Document excerpt >>
--- Begin ---

Anyone looking to improve how their adventures are written should design in the way that Rancourt reads.
That's a pretty solid review, though I have some issues with the reviewer's preferences (some even relate to the thread topic!):

--- not all traps and secret doors should have a "tell" or clue that they exist, as hiding them is supposed to be the point
--- the reviewer complains about noting doors, exits, dimensions in the room write-ups because they're on the map; I prefer these things be noted in the write-ups so I don't have to refer to both the map and the write-up while describing the room (even more so if the map is on a different non-detached page thus requiring page-flipping). Listing them in the write-up flat-out makes the module easier to run.

--- End ---

List of tasks >>
a - Retype the forum post starting at "That's a pretty" and ending at "easier to run.".
b - Decide whether each statement agrees with the forum post, answering yes or no and quoting the deciding words. (i) The poster holds that every trap and secret door should have a tell or clue. (ii) The poster wants doors, exits and dimensions noted in the room write-ups. (iii) The poster considers the review solid.
c - Carry on the forum post from its last sentence.
The listing plays no role here.

[Dataset records]
--- Begin ---

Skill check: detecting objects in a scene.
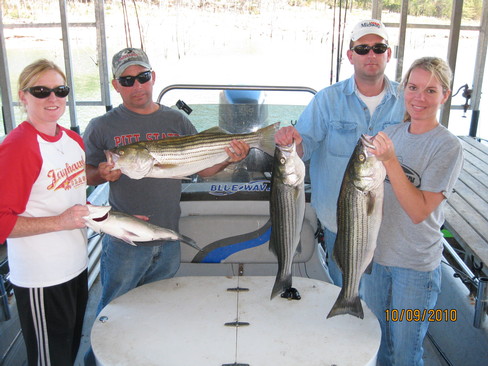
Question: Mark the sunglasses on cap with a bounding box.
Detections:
[24,85,69,99]
[117,70,152,86]
[351,43,388,55]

--- End ---

Results by task >>
a -
That's a pretty solid review, though I have some issues with the reviewer's preferences (some even relate to the thread topic!):

--- not all traps and secret doors should have a "tell" or clue that they exist, as hiding them is supposed to be the point
--- the reviewer complains about noting doors, exits, dimensions in the room write-ups because they're on the map; I prefer these things be noted in the write-ups so I don't have to refer to both the map and the write-up while describing the room (even more so if the map is on a different non-detached page thus requiring page-flipping). Listing them in the write-up flat-out makes the module easier to run.

b -
(i) No: "not all traps and secret doors should have a "tell" or clue that they exist"
(ii) Yes: "I prefer these things be noted in the write-ups"
(iii) Yes: "That's a pretty solid review"

c -
--- it's possible, I suppose, that the reviewer is assuming the module will be used exclusively for VTT play where the map is revealed on the screen as the PCs see it (meaning the exits etc. don't need to be narrated by the DM); if so, this is a very poor assumption on which to base a review
--- the reviewer seems to want uncertain elements nailed down a bit too solidly. For example there's an entry along the lines of "Skeletons may be present here" that the reviewer IMO unfairly takes issue with; for all we know this could be the author's attempt to account for the skeletons possibly either being elsewhere or already having been destroyed

But it's not all bad by any means:

The reviewer is quite right in noting the monster stat blocks are incomplete: they don't list the monsters' special attacks, special defenses, and-or special qualities in any detail. This would annoy me too.

Also, good on the reviewer for praising "loops" in the dungeon design.